━━ Record extracts

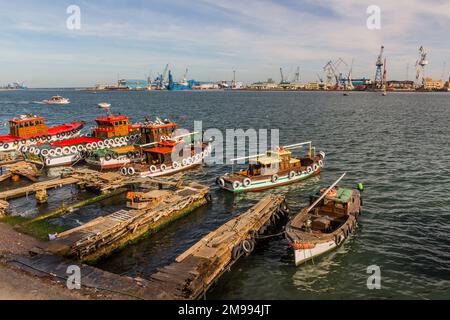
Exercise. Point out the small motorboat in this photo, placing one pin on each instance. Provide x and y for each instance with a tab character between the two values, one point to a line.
104	105
56	100
324	225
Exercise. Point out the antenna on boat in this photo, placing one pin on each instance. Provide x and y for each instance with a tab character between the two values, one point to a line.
325	193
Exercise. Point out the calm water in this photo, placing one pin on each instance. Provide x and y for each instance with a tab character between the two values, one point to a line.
396	145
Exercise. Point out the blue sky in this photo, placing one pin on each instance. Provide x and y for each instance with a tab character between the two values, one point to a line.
212	38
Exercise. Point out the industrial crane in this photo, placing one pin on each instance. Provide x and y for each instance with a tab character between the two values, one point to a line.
420	66
379	73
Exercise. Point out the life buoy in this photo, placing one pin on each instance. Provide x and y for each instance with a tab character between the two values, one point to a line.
221	182
66	150
321	163
248	246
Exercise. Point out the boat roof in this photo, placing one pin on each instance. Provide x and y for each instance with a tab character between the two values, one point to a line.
111	118
265	160
344	195
25	118
74	141
160	150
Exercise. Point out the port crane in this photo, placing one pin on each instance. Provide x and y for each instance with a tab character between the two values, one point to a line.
379	73
420	66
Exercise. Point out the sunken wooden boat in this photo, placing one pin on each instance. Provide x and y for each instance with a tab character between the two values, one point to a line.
323	226
275	168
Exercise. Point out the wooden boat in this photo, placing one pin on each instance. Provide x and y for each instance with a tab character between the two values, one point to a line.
323	226
29	130
275	168
111	131
56	100
158	157
116	157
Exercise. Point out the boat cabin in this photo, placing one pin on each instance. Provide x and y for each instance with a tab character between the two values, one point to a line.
273	162
111	126
339	202
27	125
161	153
155	132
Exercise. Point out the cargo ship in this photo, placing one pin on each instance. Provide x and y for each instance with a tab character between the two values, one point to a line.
29	130
111	131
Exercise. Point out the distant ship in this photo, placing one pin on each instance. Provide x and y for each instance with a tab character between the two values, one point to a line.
13	86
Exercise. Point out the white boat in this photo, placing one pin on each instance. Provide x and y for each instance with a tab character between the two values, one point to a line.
56	100
104	105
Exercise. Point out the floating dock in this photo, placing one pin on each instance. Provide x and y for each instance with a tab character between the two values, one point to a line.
193	272
21	168
100	237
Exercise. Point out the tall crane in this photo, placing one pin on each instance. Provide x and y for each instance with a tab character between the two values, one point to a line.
379	73
420	66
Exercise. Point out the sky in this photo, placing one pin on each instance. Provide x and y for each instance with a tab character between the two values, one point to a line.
135	39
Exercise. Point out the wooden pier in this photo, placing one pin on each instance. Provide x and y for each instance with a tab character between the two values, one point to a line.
193	272
102	236
21	168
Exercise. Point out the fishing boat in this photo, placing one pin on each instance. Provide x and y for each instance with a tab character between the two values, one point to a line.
56	100
116	157
104	105
323	226
274	168
29	130
159	157
111	131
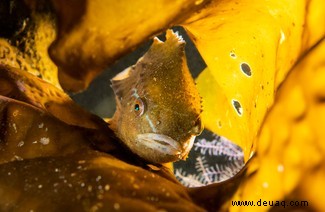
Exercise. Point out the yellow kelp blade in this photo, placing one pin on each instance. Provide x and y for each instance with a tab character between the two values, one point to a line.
93	34
291	146
249	46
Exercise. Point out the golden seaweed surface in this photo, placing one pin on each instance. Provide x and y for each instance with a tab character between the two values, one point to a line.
263	89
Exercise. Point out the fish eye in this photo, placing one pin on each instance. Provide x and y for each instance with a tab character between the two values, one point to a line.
139	107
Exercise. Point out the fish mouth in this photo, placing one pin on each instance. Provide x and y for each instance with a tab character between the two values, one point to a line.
166	145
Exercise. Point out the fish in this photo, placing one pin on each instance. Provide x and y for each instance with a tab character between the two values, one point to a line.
158	107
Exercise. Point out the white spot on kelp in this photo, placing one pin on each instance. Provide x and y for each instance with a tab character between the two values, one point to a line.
41	125
238	107
44	141
20	144
246	69
232	54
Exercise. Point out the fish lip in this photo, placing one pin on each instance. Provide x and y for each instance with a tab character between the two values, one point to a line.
165	144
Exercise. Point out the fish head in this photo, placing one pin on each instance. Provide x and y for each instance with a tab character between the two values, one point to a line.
158	105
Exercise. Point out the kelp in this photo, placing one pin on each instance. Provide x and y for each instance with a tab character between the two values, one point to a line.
263	89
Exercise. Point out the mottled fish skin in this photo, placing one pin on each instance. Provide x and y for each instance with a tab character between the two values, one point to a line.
158	105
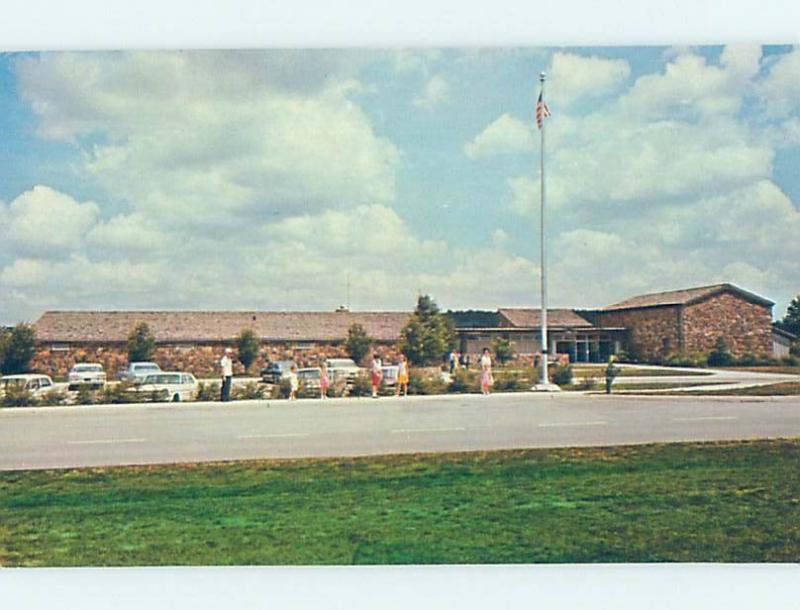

━━━━

How many lines in the records above contain the string "ship"? Give only the number.

_Exercise result_
2